» Problem to work on:
All entries should be output exactly as they stand.

(Data records)
==========
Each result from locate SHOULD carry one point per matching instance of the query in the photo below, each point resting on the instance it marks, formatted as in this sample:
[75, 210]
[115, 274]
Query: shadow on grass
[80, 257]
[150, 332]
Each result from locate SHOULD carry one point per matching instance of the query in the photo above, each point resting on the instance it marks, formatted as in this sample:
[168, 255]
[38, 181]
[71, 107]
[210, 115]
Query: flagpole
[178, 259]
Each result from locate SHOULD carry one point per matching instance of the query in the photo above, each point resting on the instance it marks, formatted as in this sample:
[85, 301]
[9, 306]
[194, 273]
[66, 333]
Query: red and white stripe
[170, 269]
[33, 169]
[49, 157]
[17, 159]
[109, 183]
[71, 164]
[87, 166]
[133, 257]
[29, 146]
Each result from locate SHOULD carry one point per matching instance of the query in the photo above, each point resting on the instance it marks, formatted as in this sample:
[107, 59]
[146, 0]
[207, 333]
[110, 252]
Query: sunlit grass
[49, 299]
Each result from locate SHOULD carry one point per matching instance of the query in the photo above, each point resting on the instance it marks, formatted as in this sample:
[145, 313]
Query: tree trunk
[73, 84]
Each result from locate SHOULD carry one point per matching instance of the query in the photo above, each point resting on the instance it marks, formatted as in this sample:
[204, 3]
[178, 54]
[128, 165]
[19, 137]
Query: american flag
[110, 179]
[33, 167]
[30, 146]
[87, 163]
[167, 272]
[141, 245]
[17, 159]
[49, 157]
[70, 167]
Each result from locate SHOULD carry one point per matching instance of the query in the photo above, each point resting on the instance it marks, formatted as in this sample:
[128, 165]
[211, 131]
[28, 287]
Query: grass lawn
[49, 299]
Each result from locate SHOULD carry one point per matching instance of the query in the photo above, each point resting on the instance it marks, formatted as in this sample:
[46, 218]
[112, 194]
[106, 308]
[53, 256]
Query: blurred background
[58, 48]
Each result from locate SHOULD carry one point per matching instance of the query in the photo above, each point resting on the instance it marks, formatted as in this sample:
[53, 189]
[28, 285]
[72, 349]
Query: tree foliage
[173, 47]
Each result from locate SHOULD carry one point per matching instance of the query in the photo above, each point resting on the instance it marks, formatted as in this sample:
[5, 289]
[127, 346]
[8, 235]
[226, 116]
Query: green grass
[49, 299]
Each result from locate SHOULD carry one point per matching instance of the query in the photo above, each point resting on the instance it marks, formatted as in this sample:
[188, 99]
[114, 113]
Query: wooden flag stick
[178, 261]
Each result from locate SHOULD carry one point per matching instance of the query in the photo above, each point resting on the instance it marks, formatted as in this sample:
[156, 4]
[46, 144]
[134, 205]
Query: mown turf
==========
» Solution:
Each result from locate SHOULD carry one point per matching instance of the query in the photo below, each point resting on the instance it marks, formatted as in this sample:
[75, 210]
[115, 274]
Query: shadow on grass
[80, 257]
[150, 332]
Each result from locate SHOULD carry one point per matching instance of the query in the photo above, each point resting on the instance it marks, formatted as in this sample:
[168, 255]
[38, 181]
[71, 107]
[210, 115]
Query: flagpole
[178, 259]
Each result from locate SHOULD carry one point per matching instance of the query in the photo above, each point resting on the instance it marks, formatted as in this sample:
[85, 301]
[9, 306]
[194, 273]
[66, 333]
Query: red and white stripe
[170, 269]
[33, 169]
[49, 157]
[17, 159]
[109, 183]
[71, 164]
[87, 166]
[133, 257]
[29, 146]
Each result from locate SHOULD carry one point per matching instance of the query in the photo above, each point resting on the instance it marks, formatted as in this sample:
[107, 59]
[146, 0]
[207, 333]
[110, 252]
Query: sunlit grass
[49, 299]
Each result from locate SHOULD carry one point per matching instance of the query in the photo above, each point resting on the instance it marks, formatted as in this sample:
[145, 313]
Query: tree trunk
[73, 84]
Each result from locate SHOULD carry one point per matching instance of the query in the photo above, each point resting on the instance it marks, formatted as in this sample:
[204, 3]
[178, 54]
[128, 165]
[19, 137]
Query: american flag
[110, 179]
[33, 167]
[30, 146]
[87, 163]
[167, 272]
[141, 245]
[17, 159]
[49, 157]
[70, 167]
Each result from locate SHOULD carry one point per matching instance of the query in the photo above, each point resting on the instance it marks, formatted as in this sample:
[128, 165]
[211, 131]
[28, 287]
Query: grass lawn
[49, 299]
Each result from locate SHOULD carry one point per matching instance of the query in the photo above, each point resting on the instance it marks, formatted as in this sample:
[46, 218]
[112, 194]
[106, 308]
[53, 256]
Query: blurred background
[58, 48]
Each result from locate SHOULD carry one point per matching instance of the query in the photo above, each point resting on the instance it marks, formatted as in this sample:
[53, 189]
[28, 285]
[72, 349]
Query: tree foliage
[173, 47]
Each result from locate SHOULD carry one point per matching instance of the query in the photo above, each point resting on the instance it marks, formatted as in this sample:
[5, 289]
[127, 346]
[8, 235]
[226, 116]
Query: green grass
[49, 299]
Each result from locate SHOULD carry one point per matching instance of the query in the photo above, each point resting on the instance it marks, formatted as in this sample:
[188, 99]
[114, 113]
Query: wooden flag stick
[178, 261]
Each result from locate SHOULD carry one point per matching instance of the query in the photo above, each point resting on the instance it marks, formatted as in this sample:
[156, 4]
[46, 144]
[134, 205]
Query: mown turf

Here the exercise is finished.